------ Text excerpt ------

Comment by dimal

3 years ago

I'm kinda confused by this. Every company already keeps their data in Google Docs, Notion, Slack, Confluence, Jira, or any number of other providers. When you sign up for one of these services, there's always a compliance step to make sure it's ok. OpenAI's TOS says they don't use API data for training. So what makes sending this data to OpenAI different than sending it to any of the above providers? This is an honest question. I don't understand the difference.

> Every company already keeps their data in Google Docs

The TOS for the (paid) enterprise products such as Google workspace are totally different from the (free) consumer versions. For example Google can't use the data for AI training.

  • TOS of OpenAI API (which tools like this use) do not allow for model training on the data either. You might be confusing their API with ChatGPT, which has a different policy.

    • The important point being, with Google, Notion, Slack, Confluence, etc. your company has an actual contract with the vendor, properly signed, with provisions about data handling that your company (and unlike you as an individual) can effectively enforce. There's an actual relationship created here, with benefits and losses flowing both ways.

      The Terms of Service? They're worth less than it costs to print them out.

      Case in point: right now, Microsoft is repackaging OpenAI models on their Azure platform and raking it in - the main value proposition here is literally just that it's "OpenAI, but with proper contract and an SLA". But companies happily pay up, because that's what makes the difference between "reliable and safe to use at work" vs. "violating internal and external data safety standards, and in some cases plain up illegal".

      1 reply →

    • IANAL, but I read the openai api TOS earlier today, and they keep data for up to 30 days for "review" and multiple people can get access to it. If I had confidential data I would not send it to them. Microsoft on the other hand seems to have a option where absolutely no data is stored for their openai service.

      2 replies →

For our part, we self-host Confluence and gitlab, have tons of internal documentation and web pages, are are prohibited from using external tools unless they can be hosted internally in a sandboxed manner. There's no way on the planet they would approve the use of connecting to an OpenAI API for trawling through internal documentation.

  • There are open source models that can deliver pretty well for chatbot over internal documentation. If you're interested, feel free to reach out to me.

Trust. OpenAI's ignored everyone's copyright and legal usage terms for the rest of their training data, what lawyer is going to trust them to follow their contractual terms?

------ Data section ------

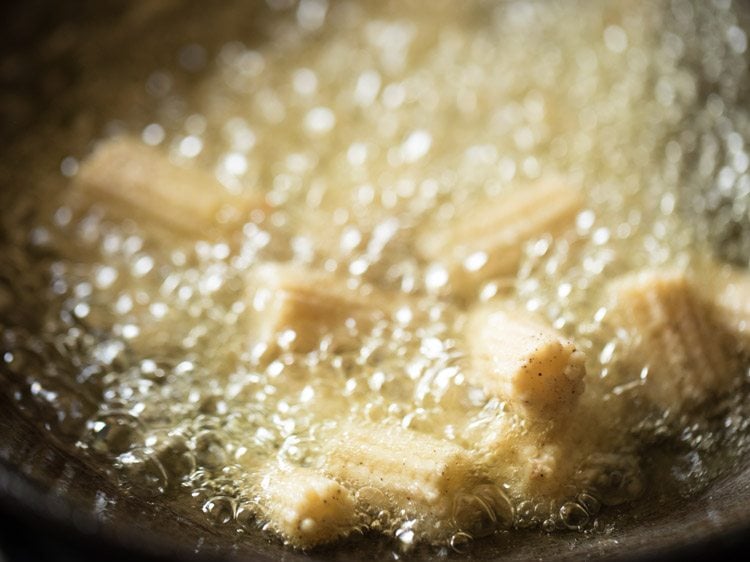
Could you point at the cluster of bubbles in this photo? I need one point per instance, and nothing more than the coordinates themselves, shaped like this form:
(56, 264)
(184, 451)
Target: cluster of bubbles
(361, 123)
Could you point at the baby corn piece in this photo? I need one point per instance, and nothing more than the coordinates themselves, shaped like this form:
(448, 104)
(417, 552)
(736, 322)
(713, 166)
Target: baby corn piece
(677, 335)
(137, 180)
(521, 360)
(487, 241)
(307, 305)
(306, 508)
(414, 472)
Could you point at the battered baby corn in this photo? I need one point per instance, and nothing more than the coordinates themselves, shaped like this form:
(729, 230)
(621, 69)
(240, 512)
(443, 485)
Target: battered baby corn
(523, 361)
(139, 181)
(677, 335)
(306, 508)
(487, 241)
(413, 472)
(303, 306)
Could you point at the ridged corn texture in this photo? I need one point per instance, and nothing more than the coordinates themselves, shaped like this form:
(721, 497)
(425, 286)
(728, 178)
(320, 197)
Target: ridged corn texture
(487, 241)
(138, 181)
(413, 472)
(677, 339)
(523, 361)
(302, 306)
(306, 508)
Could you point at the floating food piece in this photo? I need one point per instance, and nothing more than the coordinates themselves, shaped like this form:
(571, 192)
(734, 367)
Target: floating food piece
(139, 181)
(301, 306)
(306, 508)
(487, 241)
(523, 361)
(403, 469)
(676, 336)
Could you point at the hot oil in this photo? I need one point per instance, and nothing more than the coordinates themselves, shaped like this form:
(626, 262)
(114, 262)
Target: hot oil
(364, 125)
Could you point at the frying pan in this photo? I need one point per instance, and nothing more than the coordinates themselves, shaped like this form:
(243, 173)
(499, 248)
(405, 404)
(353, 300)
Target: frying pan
(52, 48)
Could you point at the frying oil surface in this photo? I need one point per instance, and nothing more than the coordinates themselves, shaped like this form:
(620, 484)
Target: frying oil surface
(364, 125)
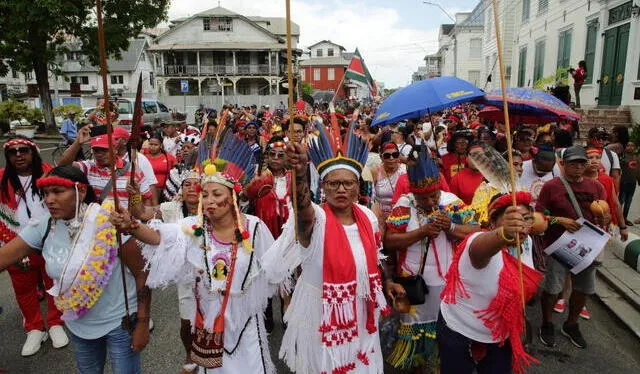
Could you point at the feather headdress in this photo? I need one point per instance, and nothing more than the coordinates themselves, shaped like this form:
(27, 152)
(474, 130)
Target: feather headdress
(328, 153)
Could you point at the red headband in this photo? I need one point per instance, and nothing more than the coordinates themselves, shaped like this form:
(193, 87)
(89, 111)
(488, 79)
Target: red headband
(57, 181)
(21, 141)
(388, 146)
(522, 198)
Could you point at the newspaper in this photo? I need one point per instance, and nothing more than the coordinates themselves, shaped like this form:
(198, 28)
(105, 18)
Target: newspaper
(578, 250)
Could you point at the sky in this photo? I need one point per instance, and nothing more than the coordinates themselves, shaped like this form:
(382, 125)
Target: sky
(393, 36)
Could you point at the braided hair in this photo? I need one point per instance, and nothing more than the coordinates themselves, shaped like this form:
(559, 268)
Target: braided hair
(10, 174)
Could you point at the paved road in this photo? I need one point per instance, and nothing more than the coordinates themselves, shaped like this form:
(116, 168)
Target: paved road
(612, 349)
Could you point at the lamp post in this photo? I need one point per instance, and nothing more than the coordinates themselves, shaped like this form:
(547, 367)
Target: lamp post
(455, 42)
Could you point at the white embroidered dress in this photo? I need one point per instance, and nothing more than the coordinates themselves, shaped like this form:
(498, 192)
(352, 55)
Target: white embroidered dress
(180, 258)
(302, 348)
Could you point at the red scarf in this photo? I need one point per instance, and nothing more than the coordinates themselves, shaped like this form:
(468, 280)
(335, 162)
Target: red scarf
(339, 325)
(504, 316)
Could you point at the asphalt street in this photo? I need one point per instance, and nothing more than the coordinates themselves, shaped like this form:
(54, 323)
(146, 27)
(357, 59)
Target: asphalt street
(611, 347)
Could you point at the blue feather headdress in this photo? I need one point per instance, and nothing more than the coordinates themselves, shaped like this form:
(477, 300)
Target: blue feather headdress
(328, 153)
(424, 175)
(233, 166)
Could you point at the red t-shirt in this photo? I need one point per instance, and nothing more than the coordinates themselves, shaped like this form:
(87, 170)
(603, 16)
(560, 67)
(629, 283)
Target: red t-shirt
(161, 164)
(610, 187)
(555, 199)
(465, 183)
(452, 164)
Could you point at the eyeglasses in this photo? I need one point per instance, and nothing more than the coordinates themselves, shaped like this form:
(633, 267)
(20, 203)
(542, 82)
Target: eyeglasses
(276, 154)
(21, 150)
(347, 184)
(389, 155)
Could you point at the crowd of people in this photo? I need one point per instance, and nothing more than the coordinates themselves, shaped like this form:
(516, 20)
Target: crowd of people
(387, 244)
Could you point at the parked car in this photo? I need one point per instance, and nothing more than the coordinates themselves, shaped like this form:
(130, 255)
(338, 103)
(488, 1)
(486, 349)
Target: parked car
(152, 110)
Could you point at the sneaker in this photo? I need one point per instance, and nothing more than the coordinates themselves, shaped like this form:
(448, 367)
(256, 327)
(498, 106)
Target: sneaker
(547, 334)
(34, 342)
(559, 307)
(584, 313)
(59, 338)
(574, 334)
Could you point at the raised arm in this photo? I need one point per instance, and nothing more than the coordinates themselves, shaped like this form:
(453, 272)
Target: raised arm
(297, 159)
(69, 155)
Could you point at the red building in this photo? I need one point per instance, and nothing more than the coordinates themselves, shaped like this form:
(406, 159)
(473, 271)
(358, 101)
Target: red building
(326, 67)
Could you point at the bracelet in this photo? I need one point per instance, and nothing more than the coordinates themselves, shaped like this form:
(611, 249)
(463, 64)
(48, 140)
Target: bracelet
(452, 228)
(502, 236)
(136, 199)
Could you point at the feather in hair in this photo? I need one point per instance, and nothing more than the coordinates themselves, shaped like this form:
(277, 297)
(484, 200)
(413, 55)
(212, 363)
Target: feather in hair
(492, 165)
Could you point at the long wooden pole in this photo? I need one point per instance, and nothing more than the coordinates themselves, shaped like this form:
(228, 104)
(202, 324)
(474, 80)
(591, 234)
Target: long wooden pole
(294, 195)
(507, 125)
(112, 155)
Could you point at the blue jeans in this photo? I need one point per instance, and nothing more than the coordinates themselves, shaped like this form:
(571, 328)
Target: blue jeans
(91, 353)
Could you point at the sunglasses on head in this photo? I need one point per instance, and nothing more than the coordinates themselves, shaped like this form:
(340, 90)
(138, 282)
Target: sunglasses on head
(276, 154)
(389, 155)
(21, 150)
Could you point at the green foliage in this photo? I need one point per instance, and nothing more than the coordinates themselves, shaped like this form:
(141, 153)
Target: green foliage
(34, 115)
(561, 78)
(64, 110)
(13, 110)
(307, 88)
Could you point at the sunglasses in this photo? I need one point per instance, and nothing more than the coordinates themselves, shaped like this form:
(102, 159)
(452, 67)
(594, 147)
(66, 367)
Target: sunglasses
(21, 150)
(389, 155)
(276, 154)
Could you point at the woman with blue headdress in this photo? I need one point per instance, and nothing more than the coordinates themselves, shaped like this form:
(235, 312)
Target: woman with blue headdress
(422, 230)
(332, 321)
(217, 250)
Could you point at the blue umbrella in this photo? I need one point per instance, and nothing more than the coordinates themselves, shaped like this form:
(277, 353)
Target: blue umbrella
(424, 97)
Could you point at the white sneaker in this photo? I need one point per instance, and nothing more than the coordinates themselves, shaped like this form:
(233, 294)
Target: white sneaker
(33, 343)
(58, 337)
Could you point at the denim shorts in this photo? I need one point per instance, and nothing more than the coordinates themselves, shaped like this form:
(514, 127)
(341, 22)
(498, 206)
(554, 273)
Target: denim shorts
(583, 282)
(91, 353)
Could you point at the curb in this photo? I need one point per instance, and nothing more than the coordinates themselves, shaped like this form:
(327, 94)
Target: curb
(629, 251)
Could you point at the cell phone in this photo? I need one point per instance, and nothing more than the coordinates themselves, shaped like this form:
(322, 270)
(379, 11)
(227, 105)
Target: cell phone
(98, 130)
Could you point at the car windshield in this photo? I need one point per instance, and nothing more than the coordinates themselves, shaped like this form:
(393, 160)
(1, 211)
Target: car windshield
(124, 107)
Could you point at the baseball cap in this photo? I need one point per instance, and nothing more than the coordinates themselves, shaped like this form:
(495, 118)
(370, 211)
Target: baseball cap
(575, 153)
(100, 142)
(120, 133)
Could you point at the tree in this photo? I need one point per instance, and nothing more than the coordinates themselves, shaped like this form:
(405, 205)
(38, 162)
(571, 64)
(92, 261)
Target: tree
(34, 33)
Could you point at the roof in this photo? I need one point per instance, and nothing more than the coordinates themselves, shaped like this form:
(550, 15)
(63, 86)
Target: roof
(218, 46)
(276, 25)
(129, 60)
(446, 28)
(326, 61)
(476, 18)
(327, 41)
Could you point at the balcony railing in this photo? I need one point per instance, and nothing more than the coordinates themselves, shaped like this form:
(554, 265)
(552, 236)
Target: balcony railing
(192, 70)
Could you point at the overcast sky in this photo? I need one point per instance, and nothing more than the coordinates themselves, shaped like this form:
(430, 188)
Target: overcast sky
(393, 36)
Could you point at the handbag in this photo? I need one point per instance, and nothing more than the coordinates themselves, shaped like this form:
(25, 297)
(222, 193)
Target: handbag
(414, 286)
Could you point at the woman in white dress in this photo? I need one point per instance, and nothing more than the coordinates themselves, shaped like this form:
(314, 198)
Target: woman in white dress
(217, 251)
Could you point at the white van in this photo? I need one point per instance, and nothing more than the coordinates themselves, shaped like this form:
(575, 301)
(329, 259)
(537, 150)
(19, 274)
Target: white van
(152, 110)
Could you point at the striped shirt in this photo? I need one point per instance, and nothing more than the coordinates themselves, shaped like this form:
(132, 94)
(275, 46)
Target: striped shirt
(99, 177)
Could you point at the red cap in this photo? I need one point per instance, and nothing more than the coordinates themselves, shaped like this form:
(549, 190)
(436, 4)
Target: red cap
(120, 133)
(100, 142)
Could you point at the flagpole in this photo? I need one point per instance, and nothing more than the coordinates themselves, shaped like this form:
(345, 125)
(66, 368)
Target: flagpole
(507, 124)
(112, 156)
(294, 189)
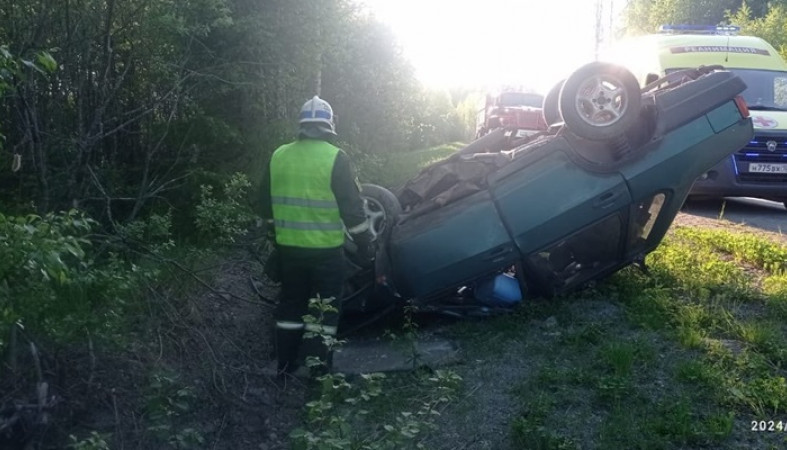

------

#### Activities:
[1] In the forum thread about sending company data to OpenAI, retype the passage starting at "Comment by dimal" and ending at "for AI training.".
[2] The forum thread about sending company data to OpenAI opens with a comment that names places where companies already keep their data. List every service that comment names.
[3] Based on the forum thread about sending company data to OpenAI, decide whether each statement agrees with it. Answer yes or no, and quote the deciding words.
(a) One commenter read that OpenAI keeps API data for up to 30 days.
(b) The commenter whose company self-hosts Confluence and gitlab is free to use any external tool.
(c) Google may use data from its paid enterprise products for AI training.

#### Results by task:
[1]
Comment by dimal

3 years ago

I'm kinda confused by this. Every company already keeps their data in Google Docs, Notion, Slack, Confluence, Jira, or any number of other providers. When you sign up for one of these services, there's always a compliance step to make sure it's ok. OpenAI's TOS says they don't use API data for training. So what makes sending this data to OpenAI different than sending it to any of the above providers? This is an honest question. I don't understand the difference.

> Every company already keeps their data in Google Docs

The TOS for the (paid) enterprise products such as Google workspace are totally different from the (free) consumer versions. For example Google can't use the data for AI training.

[2] Google Docs, Notion, Slack, Confluence, Jira

[3]
(a) Yes: "they keep data for up to 30 days for "review""
(b) No: "prohibited from using external tools unless they can be hosted internally in a sandboxed manner"
(c) No: "For example Google can't use the data for AI training."